WHAT YOU HAVE TO DO: Determine how many lines in the data below contain the string "window", treating uppercase and lowercase as different. Reply with that number alone.
++++++++++++++++++++
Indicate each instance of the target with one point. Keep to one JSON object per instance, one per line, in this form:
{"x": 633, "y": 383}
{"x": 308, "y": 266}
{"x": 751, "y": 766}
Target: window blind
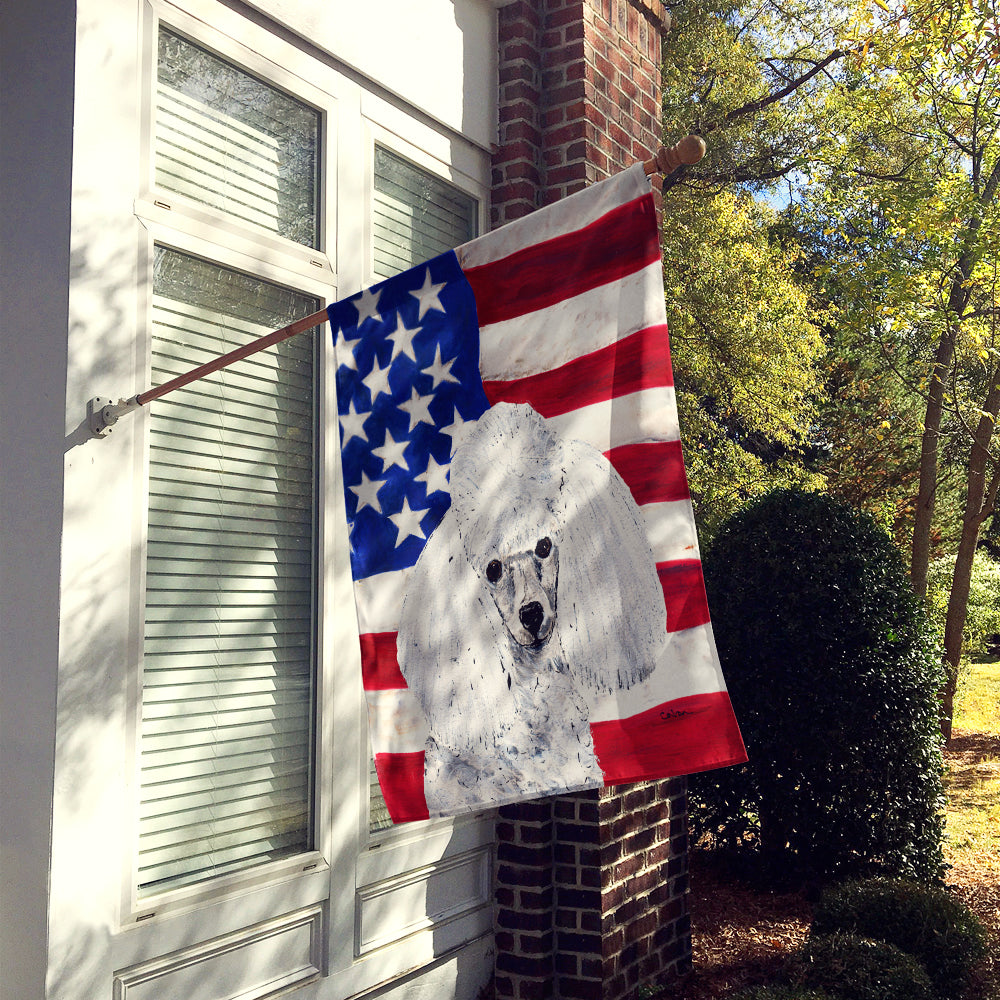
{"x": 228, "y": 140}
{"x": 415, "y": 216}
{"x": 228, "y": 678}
++++++++++++++++++++
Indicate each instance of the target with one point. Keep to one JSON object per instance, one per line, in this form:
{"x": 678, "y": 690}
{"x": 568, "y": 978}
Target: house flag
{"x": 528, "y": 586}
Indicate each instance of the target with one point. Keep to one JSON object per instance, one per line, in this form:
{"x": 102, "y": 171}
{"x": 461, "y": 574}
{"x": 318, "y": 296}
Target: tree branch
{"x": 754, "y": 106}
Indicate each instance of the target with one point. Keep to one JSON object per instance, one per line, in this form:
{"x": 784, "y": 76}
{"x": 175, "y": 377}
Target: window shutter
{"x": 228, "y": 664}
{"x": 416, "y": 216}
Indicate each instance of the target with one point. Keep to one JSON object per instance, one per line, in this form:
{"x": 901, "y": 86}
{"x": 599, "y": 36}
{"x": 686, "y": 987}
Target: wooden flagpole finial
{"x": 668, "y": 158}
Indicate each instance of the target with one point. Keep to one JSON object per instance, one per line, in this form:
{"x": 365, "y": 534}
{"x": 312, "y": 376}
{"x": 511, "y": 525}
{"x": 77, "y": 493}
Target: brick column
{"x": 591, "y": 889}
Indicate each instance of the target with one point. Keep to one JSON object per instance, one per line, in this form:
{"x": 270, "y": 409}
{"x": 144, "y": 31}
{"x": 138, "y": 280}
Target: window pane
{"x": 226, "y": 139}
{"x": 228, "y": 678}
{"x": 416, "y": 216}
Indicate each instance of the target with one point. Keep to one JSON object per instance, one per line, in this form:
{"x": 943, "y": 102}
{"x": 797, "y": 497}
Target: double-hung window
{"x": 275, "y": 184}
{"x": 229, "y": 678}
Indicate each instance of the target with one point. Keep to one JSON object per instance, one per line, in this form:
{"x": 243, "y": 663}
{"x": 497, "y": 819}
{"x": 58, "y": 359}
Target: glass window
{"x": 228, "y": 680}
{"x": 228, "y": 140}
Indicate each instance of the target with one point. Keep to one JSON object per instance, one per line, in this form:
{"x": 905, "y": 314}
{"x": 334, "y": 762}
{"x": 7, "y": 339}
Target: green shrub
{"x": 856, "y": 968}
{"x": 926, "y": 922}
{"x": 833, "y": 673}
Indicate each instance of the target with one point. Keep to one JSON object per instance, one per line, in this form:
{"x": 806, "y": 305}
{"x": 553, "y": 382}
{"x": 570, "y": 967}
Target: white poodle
++++++++++++++++++++
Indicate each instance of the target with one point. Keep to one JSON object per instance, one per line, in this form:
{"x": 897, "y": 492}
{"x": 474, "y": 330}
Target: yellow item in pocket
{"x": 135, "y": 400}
++++++++++++++++++++
THE COMPLETED TASK: 5